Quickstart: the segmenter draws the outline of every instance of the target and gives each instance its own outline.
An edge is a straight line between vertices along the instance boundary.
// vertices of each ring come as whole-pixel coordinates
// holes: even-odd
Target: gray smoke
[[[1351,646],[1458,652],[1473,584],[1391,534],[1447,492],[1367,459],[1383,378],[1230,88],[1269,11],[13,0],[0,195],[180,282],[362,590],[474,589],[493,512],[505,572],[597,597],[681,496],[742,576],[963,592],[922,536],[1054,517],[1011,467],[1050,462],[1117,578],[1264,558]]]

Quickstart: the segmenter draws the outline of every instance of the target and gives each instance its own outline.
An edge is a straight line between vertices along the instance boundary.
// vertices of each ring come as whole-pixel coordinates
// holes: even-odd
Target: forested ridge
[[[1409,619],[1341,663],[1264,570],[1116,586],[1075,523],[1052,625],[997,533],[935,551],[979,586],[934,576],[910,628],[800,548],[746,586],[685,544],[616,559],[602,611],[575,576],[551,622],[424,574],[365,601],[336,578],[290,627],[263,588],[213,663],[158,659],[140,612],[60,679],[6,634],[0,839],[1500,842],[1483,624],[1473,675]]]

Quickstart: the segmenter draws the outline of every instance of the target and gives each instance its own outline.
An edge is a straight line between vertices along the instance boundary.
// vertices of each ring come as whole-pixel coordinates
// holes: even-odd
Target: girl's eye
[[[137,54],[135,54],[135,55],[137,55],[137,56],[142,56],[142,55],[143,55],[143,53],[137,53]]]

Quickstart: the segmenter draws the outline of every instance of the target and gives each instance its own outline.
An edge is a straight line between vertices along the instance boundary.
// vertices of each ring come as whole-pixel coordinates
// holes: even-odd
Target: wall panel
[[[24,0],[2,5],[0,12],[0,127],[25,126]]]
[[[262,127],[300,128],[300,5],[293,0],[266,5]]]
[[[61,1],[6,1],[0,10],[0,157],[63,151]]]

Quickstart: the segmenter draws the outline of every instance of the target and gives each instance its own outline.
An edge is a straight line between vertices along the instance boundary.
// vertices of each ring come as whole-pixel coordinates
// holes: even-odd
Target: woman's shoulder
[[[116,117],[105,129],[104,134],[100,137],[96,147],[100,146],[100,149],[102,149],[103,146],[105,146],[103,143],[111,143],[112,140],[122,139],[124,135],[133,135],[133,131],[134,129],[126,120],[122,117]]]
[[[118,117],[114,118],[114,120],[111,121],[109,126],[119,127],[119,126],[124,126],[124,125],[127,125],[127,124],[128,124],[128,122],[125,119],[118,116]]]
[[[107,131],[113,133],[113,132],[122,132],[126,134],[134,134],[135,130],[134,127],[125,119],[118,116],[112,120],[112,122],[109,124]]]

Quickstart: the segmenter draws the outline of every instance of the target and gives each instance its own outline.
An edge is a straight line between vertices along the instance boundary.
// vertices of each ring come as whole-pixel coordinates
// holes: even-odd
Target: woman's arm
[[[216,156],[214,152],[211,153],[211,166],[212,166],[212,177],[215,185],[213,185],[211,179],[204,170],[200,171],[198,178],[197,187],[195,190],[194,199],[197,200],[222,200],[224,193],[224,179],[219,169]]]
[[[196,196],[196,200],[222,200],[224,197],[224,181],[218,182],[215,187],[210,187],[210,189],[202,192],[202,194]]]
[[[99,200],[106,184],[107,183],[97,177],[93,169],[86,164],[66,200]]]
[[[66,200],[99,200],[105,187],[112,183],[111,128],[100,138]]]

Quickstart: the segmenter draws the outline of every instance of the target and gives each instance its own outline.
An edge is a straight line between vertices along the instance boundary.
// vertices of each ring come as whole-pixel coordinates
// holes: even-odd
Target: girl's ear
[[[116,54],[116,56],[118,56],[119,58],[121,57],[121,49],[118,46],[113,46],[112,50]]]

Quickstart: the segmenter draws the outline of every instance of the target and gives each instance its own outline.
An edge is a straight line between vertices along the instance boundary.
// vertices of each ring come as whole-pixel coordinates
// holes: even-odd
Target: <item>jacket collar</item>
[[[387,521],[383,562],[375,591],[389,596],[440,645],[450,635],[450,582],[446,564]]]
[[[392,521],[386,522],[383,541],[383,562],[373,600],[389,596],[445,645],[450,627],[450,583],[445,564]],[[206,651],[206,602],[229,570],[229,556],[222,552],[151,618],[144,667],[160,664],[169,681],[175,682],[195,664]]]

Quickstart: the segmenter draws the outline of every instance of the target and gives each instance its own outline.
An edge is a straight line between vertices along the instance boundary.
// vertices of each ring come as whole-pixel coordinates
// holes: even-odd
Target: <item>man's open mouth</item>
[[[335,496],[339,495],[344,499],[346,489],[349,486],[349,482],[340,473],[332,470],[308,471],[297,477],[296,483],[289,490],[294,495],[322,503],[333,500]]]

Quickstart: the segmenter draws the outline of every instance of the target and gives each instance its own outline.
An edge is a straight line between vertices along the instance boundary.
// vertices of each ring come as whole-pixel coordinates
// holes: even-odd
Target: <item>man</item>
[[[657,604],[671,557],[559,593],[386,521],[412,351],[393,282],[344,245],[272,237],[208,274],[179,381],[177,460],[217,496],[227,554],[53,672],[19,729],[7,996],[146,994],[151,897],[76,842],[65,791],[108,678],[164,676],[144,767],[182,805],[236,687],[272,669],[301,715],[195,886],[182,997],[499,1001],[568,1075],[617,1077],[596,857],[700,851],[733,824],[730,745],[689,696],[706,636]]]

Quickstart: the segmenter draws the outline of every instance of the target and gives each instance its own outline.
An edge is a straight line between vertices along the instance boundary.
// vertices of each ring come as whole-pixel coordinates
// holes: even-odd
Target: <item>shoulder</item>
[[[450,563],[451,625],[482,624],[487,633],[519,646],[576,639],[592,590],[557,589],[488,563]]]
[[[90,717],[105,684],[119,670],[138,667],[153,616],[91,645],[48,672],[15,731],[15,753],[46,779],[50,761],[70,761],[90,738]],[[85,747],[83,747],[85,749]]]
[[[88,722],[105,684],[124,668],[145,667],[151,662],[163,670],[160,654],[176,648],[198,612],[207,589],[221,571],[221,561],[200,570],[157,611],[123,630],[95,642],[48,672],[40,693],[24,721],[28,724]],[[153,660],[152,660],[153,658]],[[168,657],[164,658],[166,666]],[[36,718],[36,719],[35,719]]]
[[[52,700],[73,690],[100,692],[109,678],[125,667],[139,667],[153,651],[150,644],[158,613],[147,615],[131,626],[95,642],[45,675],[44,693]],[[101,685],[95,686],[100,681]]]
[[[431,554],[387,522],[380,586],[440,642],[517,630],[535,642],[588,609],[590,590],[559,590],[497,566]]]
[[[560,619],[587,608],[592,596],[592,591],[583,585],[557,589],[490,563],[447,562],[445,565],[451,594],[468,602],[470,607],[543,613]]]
********************
DESCRIPTION OF THE TASK
Retype the entries exactly; leave nothing out.

EXERCISE RESPONSE
Quickstart: the segmenter draws the outline of every instance of the target and gives each instance its own outline.
An edge is a straight line between vertices along the instance boundary.
// vertices of each ring come as whole-pixel coordinates
// holes: even-odd
Target: gray smoke
[[[1351,646],[1458,652],[1473,584],[1391,534],[1447,492],[1367,459],[1383,378],[1230,88],[1269,11],[13,0],[0,195],[180,282],[362,590],[474,589],[493,512],[505,572],[597,597],[681,496],[742,576],[963,592],[922,536],[1054,517],[1011,467],[1050,462],[1117,578],[1264,558]]]

Quickstart: the segmenter draws the outline of every instance of the target and gives each instance its own outline.
An edge is a straight line between vertices along the instance boundary.
// vertices of each ring come as whole-pixel coordinates
// holes: even-odd
Target: forested ridge
[[[1409,619],[1341,663],[1264,570],[1116,586],[1075,523],[1052,625],[997,533],[935,551],[979,586],[934,576],[910,628],[800,548],[746,586],[685,544],[616,559],[602,611],[575,576],[551,622],[424,574],[365,601],[336,578],[290,627],[263,588],[213,663],[158,659],[140,612],[60,679],[6,634],[0,839],[1500,842],[1483,624],[1473,675]]]

Quickstart: the segmenter draws the outline of every instance of the target and gives each instance its own outline.
An edge is a straight line between vertices along the instance boundary.
// vertices of each ring come as whole-pixel coordinates
// holes: even-odd
Target: girl's eye
[[[137,54],[135,54],[135,55],[137,55],[137,56],[142,56],[142,55],[143,55],[143,53],[137,53]]]

Quickstart: the segmenter draws the outline of every instance of the target and gives each instance its own outline.
An edge is a straight line between vertices along the instance boundary.
// vertices of each ring come as whole-pixel coordinates
// holes: even-odd
Target: wall panel
[[[24,0],[2,5],[0,12],[0,127],[25,126]]]
[[[262,127],[300,128],[300,5],[293,0],[266,5]]]
[[[61,1],[6,1],[0,10],[0,157],[63,151]]]

Quickstart: the segmenter draws the outline of every instance of the target and gives each instance its own outline.
An edge is a straight line between vertices along the instance boundary.
// vertices of each ring come as whole-pixel coordinates
// holes: even-odd
Target: woman's shoulder
[[[116,117],[105,129],[104,134],[100,137],[96,147],[100,146],[100,149],[102,149],[103,146],[105,146],[103,143],[111,143],[112,140],[122,139],[124,135],[133,135],[133,131],[134,129],[126,120],[122,117]]]
[[[118,117],[114,118],[114,120],[111,121],[109,126],[119,127],[119,126],[124,126],[124,125],[127,125],[127,124],[128,124],[128,122],[125,119],[118,116]]]
[[[107,131],[113,133],[113,132],[122,132],[126,134],[134,134],[135,130],[134,127],[125,119],[118,116],[112,120],[112,122],[109,124]]]

Quickstart: the segmenter draws the outline of every instance of the target and gives each instance its own outline.
An edge is a straight line between vertices along the instance boundary.
// vertices of each ring come as whole-pixel coordinates
// holes: even-odd
Target: woman's arm
[[[216,156],[214,152],[211,153],[211,166],[212,166],[212,177],[215,185],[213,185],[211,179],[204,170],[200,171],[198,178],[197,187],[195,190],[194,199],[197,200],[222,200],[224,193],[224,179],[219,169]]]
[[[196,196],[196,200],[222,200],[224,197],[224,181],[218,182],[215,187],[210,187],[210,189],[202,192],[202,194]]]
[[[99,200],[106,184],[107,183],[97,177],[93,169],[86,164],[66,200]]]
[[[66,200],[99,200],[105,187],[112,183],[111,128],[100,138]]]

Quickstart: the segmenter draws the outline of every instance of the target and gives each instance its own outline.
An edge is a straight line between vertices along the instance boundary.
// vertices of each ring come as whole-pixel coordinates
// holes: even-odd
Target: girl's ear
[[[116,54],[116,56],[118,56],[119,58],[121,57],[121,49],[118,46],[113,46],[112,50]]]

Quickstart: the segmenter draws the outline of every instance of the target and gives each instance its own outline.
An edge is a straight line between vertices along the instance boundary.
// vertices of each ring come as whole-pixel coordinates
// holes: even-odd
Target: <item>jacket collar</item>
[[[387,521],[383,562],[375,591],[389,596],[440,645],[450,635],[450,582],[446,564]]]
[[[392,521],[386,522],[383,541],[383,562],[373,600],[389,596],[445,645],[450,627],[450,583],[445,564]],[[206,651],[206,602],[229,570],[229,556],[222,552],[151,618],[144,667],[160,664],[169,681],[175,682],[195,664]]]

Quickstart: the segmenter draws the outline of every instance of the target and gives each instance its own outline.
An edge is a straight line between vertices along the instance boundary.
// vertices of each ring come as whole-pixel coordinates
// holes: even-odd
Target: <item>man's open mouth</item>
[[[335,496],[339,495],[344,499],[346,489],[349,486],[349,482],[340,473],[332,470],[308,471],[297,477],[296,483],[289,490],[294,495],[322,503],[333,500]]]

Quickstart: the segmenter draws the outline of every instance of the target and gives each instance its own outline.
An edge is a straight line between vertices along the instance boundary.
// vertices of each ring come as whole-pixel coordinates
// holes: even-odd
Target: <item>man</item>
[[[657,604],[671,557],[559,593],[386,521],[412,351],[393,282],[344,245],[272,237],[208,274],[179,381],[177,460],[217,496],[227,554],[53,672],[19,729],[7,996],[146,994],[151,897],[76,842],[65,791],[108,678],[164,676],[144,767],[182,805],[236,687],[272,669],[301,715],[195,886],[182,997],[499,1001],[568,1075],[617,1077],[596,857],[700,851],[733,824],[730,745],[689,696],[706,636]]]

Quickstart: the segmenter draws the outline of every instance of the target and gives each instance its own outline.
An edge is a straight line between vertices along the instance boundary.
// vertices of each ring come as whole-pixel coordinates
// holes: even-odd
Target: <item>shoulder</item>
[[[450,563],[451,625],[482,624],[487,633],[519,646],[576,639],[592,590],[557,589],[488,563]]]
[[[90,717],[105,684],[119,670],[138,667],[153,616],[91,645],[48,672],[15,731],[15,753],[46,779],[50,761],[70,761],[90,738]],[[85,747],[83,747],[85,749]]]
[[[88,722],[105,684],[124,668],[145,667],[151,662],[163,670],[160,654],[176,648],[198,612],[207,589],[221,571],[221,561],[200,570],[157,611],[123,630],[95,642],[48,672],[40,693],[24,721],[28,724]],[[153,660],[152,660],[153,658]],[[168,657],[164,658],[166,666]],[[36,718],[36,719],[35,719]]]
[[[52,700],[73,690],[100,692],[109,678],[125,667],[139,667],[153,651],[150,644],[158,613],[147,615],[131,626],[95,642],[45,675],[44,693]],[[101,685],[95,686],[100,681]]]
[[[431,554],[387,522],[380,586],[440,642],[517,630],[535,642],[588,609],[590,590],[559,590],[497,566]]]
[[[560,619],[587,608],[592,596],[592,591],[583,585],[557,589],[490,563],[447,562],[445,565],[451,594],[468,602],[470,607],[543,613]]]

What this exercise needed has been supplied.